* RECORD SET
--------------------------------------------------
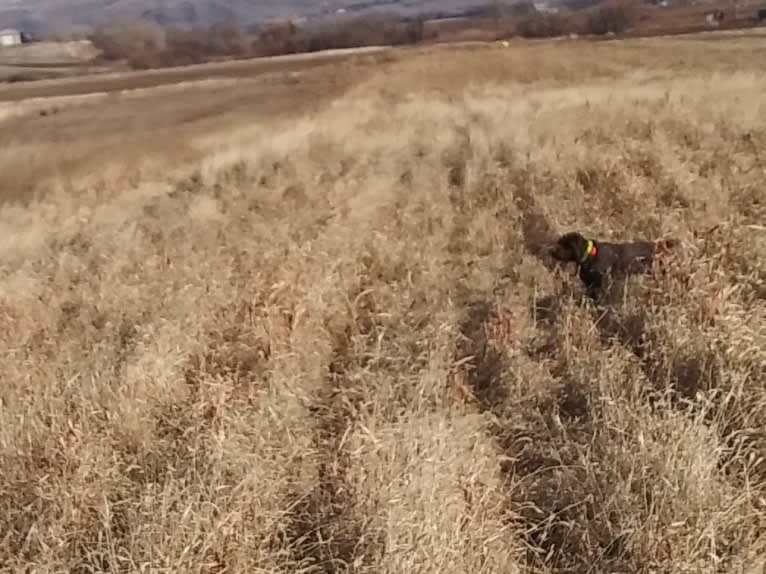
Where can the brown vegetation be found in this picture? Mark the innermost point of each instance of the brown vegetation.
(147, 45)
(327, 341)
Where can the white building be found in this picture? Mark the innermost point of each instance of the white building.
(10, 37)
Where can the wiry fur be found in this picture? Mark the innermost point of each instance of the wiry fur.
(611, 260)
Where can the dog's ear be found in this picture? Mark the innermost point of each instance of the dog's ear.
(665, 245)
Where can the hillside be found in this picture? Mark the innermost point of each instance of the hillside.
(304, 321)
(42, 16)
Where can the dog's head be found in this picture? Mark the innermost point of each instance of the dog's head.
(571, 247)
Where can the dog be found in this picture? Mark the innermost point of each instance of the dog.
(598, 261)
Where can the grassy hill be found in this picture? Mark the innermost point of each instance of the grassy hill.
(304, 322)
(41, 16)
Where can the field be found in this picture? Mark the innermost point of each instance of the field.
(46, 60)
(303, 320)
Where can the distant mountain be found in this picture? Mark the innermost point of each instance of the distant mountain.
(40, 17)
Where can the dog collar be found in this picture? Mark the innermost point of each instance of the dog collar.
(590, 251)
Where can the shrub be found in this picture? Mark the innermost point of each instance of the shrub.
(609, 18)
(542, 25)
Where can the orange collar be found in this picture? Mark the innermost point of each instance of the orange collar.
(590, 251)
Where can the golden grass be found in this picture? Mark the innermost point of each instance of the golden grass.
(326, 341)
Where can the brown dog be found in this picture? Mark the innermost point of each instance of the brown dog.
(598, 260)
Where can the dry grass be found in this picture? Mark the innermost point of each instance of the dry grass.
(326, 340)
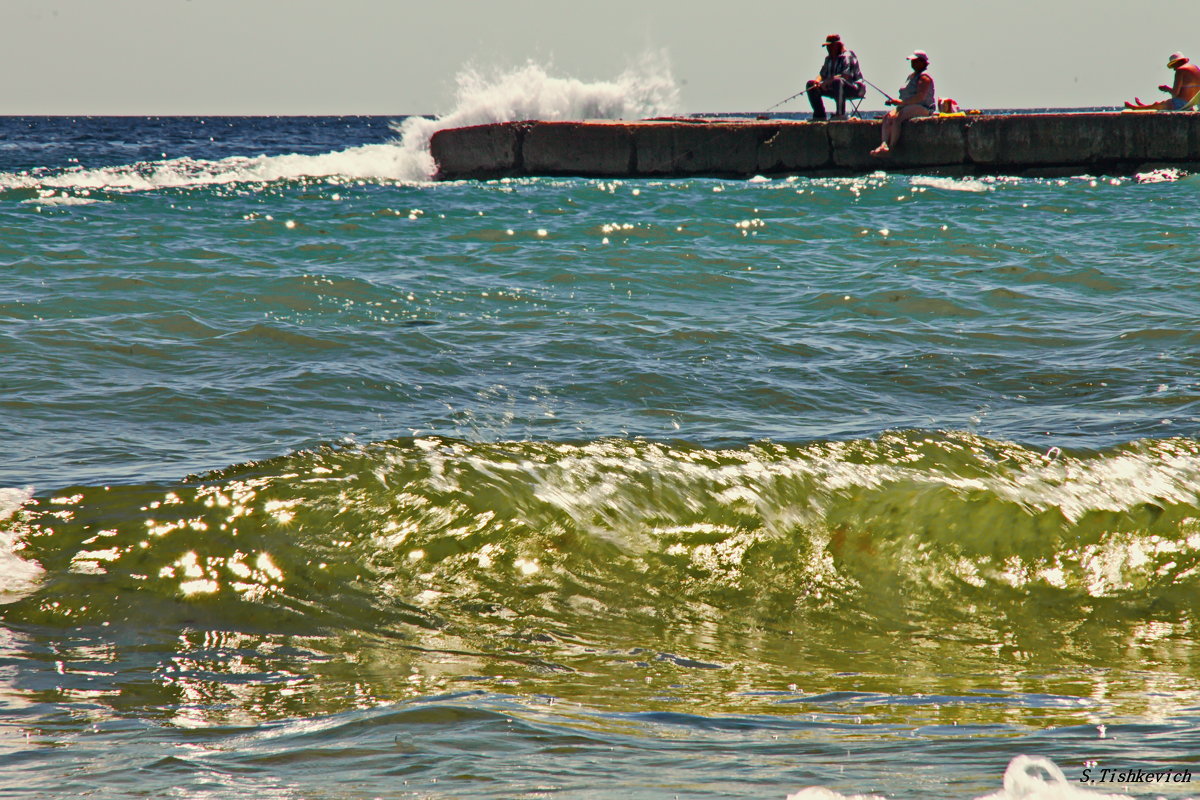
--------------------------------------------------
* AIM OF THE EXERCISE
Pick out each line above that contains the word "collar", and copy those lines.

* OUTPUT FOR THIS EXERCISE
Where can the dog collar be found in this picture? Mark the innermost point of each instance of the dog collar.
Where can the orange collar be found in this picture? Mark the innermost point of each instance of the orange collar.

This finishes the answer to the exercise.